======== ZEILEN

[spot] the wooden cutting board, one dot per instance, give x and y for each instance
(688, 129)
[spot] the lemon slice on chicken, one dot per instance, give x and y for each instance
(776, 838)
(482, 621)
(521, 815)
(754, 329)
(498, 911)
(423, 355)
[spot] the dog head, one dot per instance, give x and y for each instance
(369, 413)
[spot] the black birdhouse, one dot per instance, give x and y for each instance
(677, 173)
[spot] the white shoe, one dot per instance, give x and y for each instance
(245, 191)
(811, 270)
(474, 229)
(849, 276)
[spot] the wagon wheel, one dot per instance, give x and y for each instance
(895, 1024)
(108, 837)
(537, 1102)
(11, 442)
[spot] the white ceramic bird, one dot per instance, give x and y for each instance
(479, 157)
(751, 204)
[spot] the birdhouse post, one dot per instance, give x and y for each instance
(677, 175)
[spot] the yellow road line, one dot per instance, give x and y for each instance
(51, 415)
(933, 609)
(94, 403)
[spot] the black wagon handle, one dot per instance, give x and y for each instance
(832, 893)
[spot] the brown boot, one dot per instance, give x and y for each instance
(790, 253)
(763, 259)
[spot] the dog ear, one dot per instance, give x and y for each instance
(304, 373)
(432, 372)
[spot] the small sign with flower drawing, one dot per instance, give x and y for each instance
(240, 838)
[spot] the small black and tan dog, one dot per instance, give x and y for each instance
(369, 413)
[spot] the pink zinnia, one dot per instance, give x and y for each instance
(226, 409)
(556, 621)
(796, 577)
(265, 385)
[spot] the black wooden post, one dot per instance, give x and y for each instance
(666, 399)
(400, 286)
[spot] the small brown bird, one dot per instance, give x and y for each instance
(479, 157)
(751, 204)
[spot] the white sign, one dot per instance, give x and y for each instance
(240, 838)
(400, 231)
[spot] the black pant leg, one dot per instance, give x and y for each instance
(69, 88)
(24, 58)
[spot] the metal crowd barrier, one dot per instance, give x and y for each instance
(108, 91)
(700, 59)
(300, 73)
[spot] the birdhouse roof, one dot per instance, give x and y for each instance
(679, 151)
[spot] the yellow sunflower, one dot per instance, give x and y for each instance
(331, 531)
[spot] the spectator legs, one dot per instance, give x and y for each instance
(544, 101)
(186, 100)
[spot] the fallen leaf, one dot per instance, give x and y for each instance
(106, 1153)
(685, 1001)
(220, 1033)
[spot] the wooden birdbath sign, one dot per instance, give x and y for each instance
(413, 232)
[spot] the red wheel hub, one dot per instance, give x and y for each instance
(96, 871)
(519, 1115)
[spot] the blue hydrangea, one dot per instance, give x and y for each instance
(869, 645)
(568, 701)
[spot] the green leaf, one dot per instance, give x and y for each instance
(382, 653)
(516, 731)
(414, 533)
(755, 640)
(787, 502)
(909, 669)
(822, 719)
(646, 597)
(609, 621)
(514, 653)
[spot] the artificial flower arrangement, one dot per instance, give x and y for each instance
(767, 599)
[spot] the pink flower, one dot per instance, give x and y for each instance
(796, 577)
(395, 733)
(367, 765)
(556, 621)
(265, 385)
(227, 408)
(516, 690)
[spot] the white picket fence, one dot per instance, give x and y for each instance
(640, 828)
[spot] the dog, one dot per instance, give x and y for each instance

================

* _AUFGABENSTELLUNG_:
Kannst du sämtliche Zeilen der Auflistung oben als nummerierte Liste wiedergeben und dabei die Leerzeilen weglassen?

* _LÖSUNG_:
1. [spot] the wooden cutting board, one dot per instance, give x and y for each instance
2. (688, 129)
3. [spot] the lemon slice on chicken, one dot per instance, give x and y for each instance
4. (776, 838)
5. (482, 621)
6. (521, 815)
7. (754, 329)
8. (498, 911)
9. (423, 355)
10. [spot] the dog head, one dot per instance, give x and y for each instance
11. (369, 413)
12. [spot] the black birdhouse, one dot per instance, give x and y for each instance
13. (677, 173)
14. [spot] the white shoe, one dot per instance, give x and y for each instance
15. (245, 191)
16. (811, 270)
17. (474, 229)
18. (849, 276)
19. [spot] the wagon wheel, one dot per instance, give x and y for each instance
20. (895, 1024)
21. (108, 837)
22. (537, 1102)
23. (11, 442)
24. [spot] the white ceramic bird, one dot per instance, give x and y for each instance
25. (479, 157)
26. (751, 204)
27. [spot] the birdhouse post, one dot per instance, give x and y for each instance
28. (677, 175)
29. [spot] the yellow road line, one dot per instance, give x and y for each instance
30. (51, 415)
31. (933, 609)
32. (94, 403)
33. [spot] the black wagon handle, one dot per instance, give x and y for each instance
34. (832, 893)
35. [spot] the brown boot, one dot per instance, give x and y for each instance
36. (790, 253)
37. (763, 259)
38. [spot] the dog ear, one dot per instance, give x and y for each instance
39. (304, 373)
40. (432, 372)
41. [spot] the small sign with flower drawing, one dot per instance, give x and y for each instance
42. (240, 838)
43. [spot] the small black and tan dog, one dot per instance, give x and y for each instance
44. (369, 413)
45. [spot] the pink zinnia, one dot per instance, give x and y for each instance
46. (226, 409)
47. (556, 621)
48. (796, 577)
49. (265, 385)
50. [spot] the black wooden post, one dot per instance, give x and y for each instance
51. (666, 399)
52. (400, 286)
53. [spot] the small brown bird, one dot per instance, give x and y for each instance
54. (479, 157)
55. (751, 204)
56. [spot] the white sign, one dot per instance, give x and y for each instance
57. (240, 838)
58. (400, 231)
59. [spot] the black pant leg, one dot per instance, give x and y for each instance
60. (69, 88)
61. (24, 58)
62. [spot] the metal crowd barrier, one dot per instance, give x and y for each instance
63. (108, 91)
64. (700, 59)
65. (300, 73)
66. [spot] the birdhouse roof, one dot per instance, give x and y for each instance
67. (679, 151)
68. [spot] the yellow sunflower, one dot per instance, give x and y for each instance
69. (331, 531)
70. [spot] the spectator legs, one dot per instance, give x and y for each instance
71. (544, 101)
72. (186, 100)
73. [spot] the fallen leaf, one dot per instance, give x and y for each instance
74. (106, 1153)
75. (685, 1001)
76. (220, 1033)
77. [spot] the wooden birdbath sign, one dot per instance, give x and y for each instance
78. (413, 232)
79. [spot] the red wheel hub, one dot per instance, give x and y for each instance
80. (96, 871)
81. (519, 1115)
82. [spot] the blue hydrangea, one dot per instance, give x and y for each instance
83. (869, 645)
84. (568, 701)
85. [spot] the green leaf, one dot per instance, give x and y for each instance
86. (382, 653)
87. (516, 731)
88. (414, 533)
89. (755, 640)
90. (787, 502)
91. (909, 669)
92. (822, 719)
93. (646, 597)
94. (609, 621)
95. (514, 653)
96. [spot] the artificial flower arrangement, one dot per instance, give x and y for each instance
97. (767, 599)
98. [spot] the pink flower, one dot per instance, give x and y for each instance
99. (796, 577)
100. (395, 733)
101. (367, 765)
102. (556, 621)
103. (265, 385)
104. (227, 408)
105. (516, 690)
106. [spot] the white picket fence, one dot per instance, give x and y for each instance
107. (640, 828)
108. [spot] the dog, one dot per instance, give x and y for each instance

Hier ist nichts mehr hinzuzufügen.